Opdracht – Kopieer letterlijk het gedeelte van het materiaal dat opent met de eerste regel en sluit met de regel die "top-left (88, 19), bottom-right (101, 34)" bevat, beide inbegrepen. Laat de afbeeldingen daarbij weg.

↓

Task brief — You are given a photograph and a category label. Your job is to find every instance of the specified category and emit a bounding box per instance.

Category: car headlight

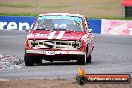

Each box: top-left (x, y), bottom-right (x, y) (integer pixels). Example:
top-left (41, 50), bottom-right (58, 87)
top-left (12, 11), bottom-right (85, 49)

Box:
top-left (28, 40), bottom-right (38, 48)
top-left (72, 41), bottom-right (82, 48)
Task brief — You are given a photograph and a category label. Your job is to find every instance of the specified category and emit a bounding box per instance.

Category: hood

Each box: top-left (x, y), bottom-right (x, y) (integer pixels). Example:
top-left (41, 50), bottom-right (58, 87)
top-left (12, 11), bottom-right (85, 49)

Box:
top-left (27, 30), bottom-right (84, 40)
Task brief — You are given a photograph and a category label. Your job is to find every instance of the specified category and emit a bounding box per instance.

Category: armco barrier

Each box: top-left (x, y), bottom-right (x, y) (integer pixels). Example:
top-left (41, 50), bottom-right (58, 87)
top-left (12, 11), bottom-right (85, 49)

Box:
top-left (0, 16), bottom-right (101, 33)
top-left (88, 19), bottom-right (101, 34)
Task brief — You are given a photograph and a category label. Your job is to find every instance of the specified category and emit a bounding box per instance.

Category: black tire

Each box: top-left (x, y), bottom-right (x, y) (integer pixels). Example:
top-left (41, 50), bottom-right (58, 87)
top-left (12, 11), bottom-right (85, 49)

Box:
top-left (77, 55), bottom-right (86, 65)
top-left (86, 54), bottom-right (92, 63)
top-left (24, 55), bottom-right (34, 66)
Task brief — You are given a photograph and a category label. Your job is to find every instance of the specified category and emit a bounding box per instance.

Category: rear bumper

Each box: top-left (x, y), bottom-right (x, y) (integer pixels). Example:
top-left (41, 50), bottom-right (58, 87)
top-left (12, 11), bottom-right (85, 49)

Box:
top-left (25, 50), bottom-right (85, 55)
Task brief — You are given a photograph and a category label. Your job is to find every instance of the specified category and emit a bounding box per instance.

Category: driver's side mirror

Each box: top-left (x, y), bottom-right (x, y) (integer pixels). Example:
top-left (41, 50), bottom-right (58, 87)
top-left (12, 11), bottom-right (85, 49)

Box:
top-left (25, 29), bottom-right (30, 32)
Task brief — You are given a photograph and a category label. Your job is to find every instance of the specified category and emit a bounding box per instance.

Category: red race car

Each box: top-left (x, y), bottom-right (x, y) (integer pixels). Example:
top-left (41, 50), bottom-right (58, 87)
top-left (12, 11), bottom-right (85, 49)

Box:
top-left (24, 13), bottom-right (94, 66)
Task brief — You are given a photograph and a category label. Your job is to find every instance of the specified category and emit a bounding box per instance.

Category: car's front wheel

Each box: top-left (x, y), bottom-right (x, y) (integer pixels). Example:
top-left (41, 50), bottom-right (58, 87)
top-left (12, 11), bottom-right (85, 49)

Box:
top-left (77, 55), bottom-right (86, 65)
top-left (24, 54), bottom-right (34, 66)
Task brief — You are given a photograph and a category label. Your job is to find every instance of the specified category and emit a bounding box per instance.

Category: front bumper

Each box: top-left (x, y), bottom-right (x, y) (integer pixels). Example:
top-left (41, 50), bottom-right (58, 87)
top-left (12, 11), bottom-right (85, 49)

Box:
top-left (25, 50), bottom-right (85, 55)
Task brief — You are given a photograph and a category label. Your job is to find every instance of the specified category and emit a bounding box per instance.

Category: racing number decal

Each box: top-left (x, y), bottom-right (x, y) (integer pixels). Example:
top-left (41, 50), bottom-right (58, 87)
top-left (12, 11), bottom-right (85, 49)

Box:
top-left (48, 31), bottom-right (65, 39)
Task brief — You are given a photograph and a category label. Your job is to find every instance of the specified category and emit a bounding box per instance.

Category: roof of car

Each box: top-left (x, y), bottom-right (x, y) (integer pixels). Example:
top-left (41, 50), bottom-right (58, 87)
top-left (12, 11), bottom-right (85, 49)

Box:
top-left (39, 13), bottom-right (84, 17)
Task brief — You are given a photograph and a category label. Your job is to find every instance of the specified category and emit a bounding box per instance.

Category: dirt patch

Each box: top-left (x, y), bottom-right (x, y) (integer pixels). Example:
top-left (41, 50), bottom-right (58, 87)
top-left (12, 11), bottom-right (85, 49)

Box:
top-left (0, 80), bottom-right (132, 88)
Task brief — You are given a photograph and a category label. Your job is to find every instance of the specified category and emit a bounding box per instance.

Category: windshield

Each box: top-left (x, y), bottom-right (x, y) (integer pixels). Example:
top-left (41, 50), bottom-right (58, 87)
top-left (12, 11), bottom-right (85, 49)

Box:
top-left (33, 16), bottom-right (83, 31)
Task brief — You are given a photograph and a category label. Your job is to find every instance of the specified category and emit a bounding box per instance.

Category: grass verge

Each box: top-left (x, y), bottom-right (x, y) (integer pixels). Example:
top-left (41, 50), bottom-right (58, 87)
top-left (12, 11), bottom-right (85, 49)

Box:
top-left (0, 13), bottom-right (132, 20)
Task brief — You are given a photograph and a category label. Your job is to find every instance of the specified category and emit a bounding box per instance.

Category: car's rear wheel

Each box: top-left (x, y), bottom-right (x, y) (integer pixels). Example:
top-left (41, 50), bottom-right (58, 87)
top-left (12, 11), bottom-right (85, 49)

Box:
top-left (24, 54), bottom-right (34, 66)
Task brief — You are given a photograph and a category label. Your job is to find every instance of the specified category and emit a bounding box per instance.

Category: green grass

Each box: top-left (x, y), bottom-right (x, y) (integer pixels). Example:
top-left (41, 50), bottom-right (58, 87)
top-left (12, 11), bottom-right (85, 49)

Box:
top-left (0, 3), bottom-right (35, 8)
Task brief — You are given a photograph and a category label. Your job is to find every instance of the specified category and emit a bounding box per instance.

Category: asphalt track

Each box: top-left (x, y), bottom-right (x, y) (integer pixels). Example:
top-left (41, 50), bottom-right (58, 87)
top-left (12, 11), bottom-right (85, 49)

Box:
top-left (0, 30), bottom-right (132, 79)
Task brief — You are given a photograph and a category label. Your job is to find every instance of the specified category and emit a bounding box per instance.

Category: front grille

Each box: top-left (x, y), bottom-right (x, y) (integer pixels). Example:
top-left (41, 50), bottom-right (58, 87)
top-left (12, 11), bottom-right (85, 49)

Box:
top-left (31, 40), bottom-right (81, 50)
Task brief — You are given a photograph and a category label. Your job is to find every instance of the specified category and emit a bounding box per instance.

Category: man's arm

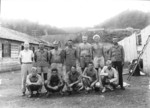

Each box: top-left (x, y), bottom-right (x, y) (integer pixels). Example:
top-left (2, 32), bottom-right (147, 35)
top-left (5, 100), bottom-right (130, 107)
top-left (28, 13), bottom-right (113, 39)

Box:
top-left (31, 50), bottom-right (34, 61)
top-left (36, 75), bottom-right (42, 85)
top-left (19, 51), bottom-right (22, 64)
top-left (82, 68), bottom-right (91, 79)
top-left (100, 66), bottom-right (108, 76)
top-left (34, 52), bottom-right (37, 62)
top-left (26, 74), bottom-right (32, 85)
top-left (110, 68), bottom-right (118, 82)
top-left (121, 46), bottom-right (125, 65)
top-left (109, 47), bottom-right (112, 60)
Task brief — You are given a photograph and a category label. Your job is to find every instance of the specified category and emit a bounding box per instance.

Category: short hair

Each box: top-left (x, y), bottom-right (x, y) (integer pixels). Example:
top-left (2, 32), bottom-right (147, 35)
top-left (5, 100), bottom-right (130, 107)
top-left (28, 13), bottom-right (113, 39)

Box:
top-left (93, 34), bottom-right (100, 39)
top-left (68, 39), bottom-right (73, 42)
top-left (31, 67), bottom-right (37, 72)
top-left (106, 60), bottom-right (112, 64)
top-left (88, 62), bottom-right (93, 65)
top-left (52, 68), bottom-right (58, 72)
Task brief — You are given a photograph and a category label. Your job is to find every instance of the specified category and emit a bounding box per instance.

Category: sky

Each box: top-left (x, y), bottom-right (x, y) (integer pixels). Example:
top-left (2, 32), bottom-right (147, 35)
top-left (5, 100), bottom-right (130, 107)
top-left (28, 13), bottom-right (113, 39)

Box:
top-left (1, 0), bottom-right (150, 28)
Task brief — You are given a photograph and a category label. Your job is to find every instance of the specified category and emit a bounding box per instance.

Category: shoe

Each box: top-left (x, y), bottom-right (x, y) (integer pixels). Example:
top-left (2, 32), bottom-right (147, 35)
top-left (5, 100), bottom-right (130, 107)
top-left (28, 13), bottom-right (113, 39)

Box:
top-left (102, 87), bottom-right (106, 93)
top-left (121, 87), bottom-right (125, 90)
top-left (28, 94), bottom-right (32, 98)
top-left (107, 85), bottom-right (114, 91)
top-left (46, 92), bottom-right (50, 97)
top-left (22, 92), bottom-right (26, 96)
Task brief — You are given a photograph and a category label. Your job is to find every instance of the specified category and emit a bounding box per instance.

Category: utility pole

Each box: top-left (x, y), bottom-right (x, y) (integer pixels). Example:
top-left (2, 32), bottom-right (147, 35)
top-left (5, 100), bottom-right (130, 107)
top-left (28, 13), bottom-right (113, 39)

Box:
top-left (32, 30), bottom-right (37, 37)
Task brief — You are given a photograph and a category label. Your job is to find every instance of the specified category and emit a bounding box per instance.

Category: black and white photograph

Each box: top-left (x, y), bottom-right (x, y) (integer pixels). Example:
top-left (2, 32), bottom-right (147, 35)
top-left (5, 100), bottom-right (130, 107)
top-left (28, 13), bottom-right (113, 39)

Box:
top-left (0, 0), bottom-right (150, 108)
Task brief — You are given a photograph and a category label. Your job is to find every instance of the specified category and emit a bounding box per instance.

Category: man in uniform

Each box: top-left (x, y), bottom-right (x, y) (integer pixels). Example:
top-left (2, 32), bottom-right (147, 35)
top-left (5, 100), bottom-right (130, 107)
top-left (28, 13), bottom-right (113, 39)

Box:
top-left (26, 67), bottom-right (42, 98)
top-left (82, 62), bottom-right (100, 92)
top-left (78, 36), bottom-right (92, 71)
top-left (92, 35), bottom-right (105, 71)
top-left (34, 43), bottom-right (50, 80)
top-left (64, 40), bottom-right (77, 72)
top-left (50, 41), bottom-right (65, 78)
top-left (67, 66), bottom-right (82, 92)
top-left (110, 38), bottom-right (125, 90)
top-left (45, 68), bottom-right (65, 96)
top-left (19, 42), bottom-right (34, 96)
top-left (100, 60), bottom-right (118, 92)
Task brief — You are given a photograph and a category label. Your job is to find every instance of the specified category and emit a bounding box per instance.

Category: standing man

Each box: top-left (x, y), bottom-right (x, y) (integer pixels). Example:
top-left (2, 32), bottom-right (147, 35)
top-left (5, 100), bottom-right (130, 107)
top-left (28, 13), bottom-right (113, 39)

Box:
top-left (110, 38), bottom-right (125, 90)
top-left (19, 42), bottom-right (34, 96)
top-left (34, 43), bottom-right (49, 80)
top-left (82, 62), bottom-right (100, 92)
top-left (26, 67), bottom-right (42, 98)
top-left (66, 66), bottom-right (83, 93)
top-left (64, 40), bottom-right (77, 72)
top-left (50, 41), bottom-right (64, 78)
top-left (92, 34), bottom-right (105, 71)
top-left (78, 36), bottom-right (92, 72)
top-left (100, 60), bottom-right (118, 92)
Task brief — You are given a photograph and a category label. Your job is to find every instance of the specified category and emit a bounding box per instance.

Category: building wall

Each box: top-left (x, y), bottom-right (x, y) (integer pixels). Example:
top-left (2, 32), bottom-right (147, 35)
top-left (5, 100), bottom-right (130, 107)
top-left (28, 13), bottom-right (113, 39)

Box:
top-left (141, 26), bottom-right (150, 75)
top-left (0, 40), bottom-right (21, 72)
top-left (119, 34), bottom-right (137, 62)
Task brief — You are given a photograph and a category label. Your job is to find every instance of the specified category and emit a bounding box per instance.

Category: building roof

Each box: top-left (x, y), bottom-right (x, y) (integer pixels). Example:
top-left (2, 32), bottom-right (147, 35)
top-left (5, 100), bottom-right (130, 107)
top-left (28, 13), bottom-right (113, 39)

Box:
top-left (0, 27), bottom-right (41, 44)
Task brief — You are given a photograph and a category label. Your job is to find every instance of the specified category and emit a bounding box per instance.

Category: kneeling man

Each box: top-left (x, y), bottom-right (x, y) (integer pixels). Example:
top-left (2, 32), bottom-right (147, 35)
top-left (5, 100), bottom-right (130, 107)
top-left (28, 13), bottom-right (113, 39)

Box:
top-left (100, 60), bottom-right (118, 92)
top-left (82, 62), bottom-right (99, 92)
top-left (67, 66), bottom-right (82, 93)
top-left (26, 67), bottom-right (42, 98)
top-left (45, 68), bottom-right (64, 96)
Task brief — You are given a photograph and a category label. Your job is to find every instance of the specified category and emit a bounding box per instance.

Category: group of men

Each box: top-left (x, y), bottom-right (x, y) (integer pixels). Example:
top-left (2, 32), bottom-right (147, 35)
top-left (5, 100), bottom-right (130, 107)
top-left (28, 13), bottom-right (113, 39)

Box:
top-left (19, 35), bottom-right (125, 97)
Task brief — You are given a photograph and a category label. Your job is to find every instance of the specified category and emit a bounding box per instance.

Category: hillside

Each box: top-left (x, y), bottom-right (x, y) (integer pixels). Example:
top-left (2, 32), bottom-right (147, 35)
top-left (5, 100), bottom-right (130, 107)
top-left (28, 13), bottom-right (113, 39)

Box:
top-left (2, 20), bottom-right (66, 36)
top-left (95, 10), bottom-right (150, 29)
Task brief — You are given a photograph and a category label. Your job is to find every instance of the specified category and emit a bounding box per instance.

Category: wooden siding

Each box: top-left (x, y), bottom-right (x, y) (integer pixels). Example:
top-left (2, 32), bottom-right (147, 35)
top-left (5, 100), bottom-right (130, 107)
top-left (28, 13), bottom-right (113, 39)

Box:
top-left (119, 34), bottom-right (138, 62)
top-left (141, 26), bottom-right (150, 75)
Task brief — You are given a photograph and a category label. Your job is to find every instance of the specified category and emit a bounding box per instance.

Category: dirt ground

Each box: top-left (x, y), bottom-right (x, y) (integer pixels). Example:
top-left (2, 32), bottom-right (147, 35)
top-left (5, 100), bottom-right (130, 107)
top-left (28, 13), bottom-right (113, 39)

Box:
top-left (0, 71), bottom-right (150, 108)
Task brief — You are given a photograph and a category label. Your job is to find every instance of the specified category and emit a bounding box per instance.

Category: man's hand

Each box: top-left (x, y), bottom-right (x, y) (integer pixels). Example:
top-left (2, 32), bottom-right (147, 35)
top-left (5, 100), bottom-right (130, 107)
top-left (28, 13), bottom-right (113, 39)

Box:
top-left (106, 79), bottom-right (110, 83)
top-left (122, 61), bottom-right (124, 66)
top-left (91, 83), bottom-right (94, 88)
top-left (88, 77), bottom-right (92, 81)
top-left (53, 86), bottom-right (58, 90)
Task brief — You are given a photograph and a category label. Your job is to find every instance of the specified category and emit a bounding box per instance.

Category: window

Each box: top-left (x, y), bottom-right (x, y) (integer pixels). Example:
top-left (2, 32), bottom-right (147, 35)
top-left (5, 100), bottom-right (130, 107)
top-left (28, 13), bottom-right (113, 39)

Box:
top-left (136, 34), bottom-right (142, 46)
top-left (2, 41), bottom-right (11, 57)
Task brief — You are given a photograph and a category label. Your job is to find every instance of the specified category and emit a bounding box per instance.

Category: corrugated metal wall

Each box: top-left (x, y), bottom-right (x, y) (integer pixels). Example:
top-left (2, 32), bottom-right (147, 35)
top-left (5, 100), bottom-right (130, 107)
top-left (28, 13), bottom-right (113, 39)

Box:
top-left (119, 34), bottom-right (137, 62)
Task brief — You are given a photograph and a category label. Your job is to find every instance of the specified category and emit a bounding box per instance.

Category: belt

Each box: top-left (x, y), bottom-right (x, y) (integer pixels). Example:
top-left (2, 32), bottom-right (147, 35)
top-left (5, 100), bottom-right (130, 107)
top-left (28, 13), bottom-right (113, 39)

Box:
top-left (22, 62), bottom-right (32, 64)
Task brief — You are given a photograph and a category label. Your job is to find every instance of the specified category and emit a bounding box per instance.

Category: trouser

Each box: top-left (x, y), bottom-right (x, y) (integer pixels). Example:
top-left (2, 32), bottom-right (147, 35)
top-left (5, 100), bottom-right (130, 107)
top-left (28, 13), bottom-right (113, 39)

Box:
top-left (112, 61), bottom-right (123, 88)
top-left (37, 66), bottom-right (48, 81)
top-left (44, 83), bottom-right (65, 93)
top-left (93, 56), bottom-right (105, 68)
top-left (101, 76), bottom-right (118, 88)
top-left (51, 63), bottom-right (65, 79)
top-left (80, 56), bottom-right (92, 72)
top-left (27, 84), bottom-right (42, 92)
top-left (67, 83), bottom-right (82, 91)
top-left (21, 64), bottom-right (32, 92)
top-left (66, 64), bottom-right (76, 72)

↑

Oplossing –
Task brief — You are given a photograph and a category label. Your job is to find every instance of the specified category and emit a bounding box per instance.

Category: car headlight


Each box: top-left (x, y), bottom-right (x, y) (integer pixels). Example:
top-left (41, 50), bottom-right (58, 87)
top-left (12, 11), bottom-right (85, 49)

Box:
top-left (28, 40), bottom-right (38, 48)
top-left (72, 41), bottom-right (82, 48)
Task brief — You are given a photograph and a category label. Your job is to find every instance of the specified category and emit a bounding box per instance.

Category: hood

Each box: top-left (x, y), bottom-right (x, y) (integer pixels). Example:
top-left (41, 50), bottom-right (58, 87)
top-left (12, 11), bottom-right (85, 49)

Box:
top-left (27, 30), bottom-right (84, 40)
Task brief — You are given a photograph and a category label. Your job is to find every instance of the specified category and emit a bounding box per instance.

Category: armco barrier

Each box: top-left (x, y), bottom-right (x, y) (integer pixels). Example:
top-left (41, 50), bottom-right (58, 87)
top-left (12, 11), bottom-right (85, 49)

Box:
top-left (0, 16), bottom-right (101, 33)
top-left (88, 19), bottom-right (101, 34)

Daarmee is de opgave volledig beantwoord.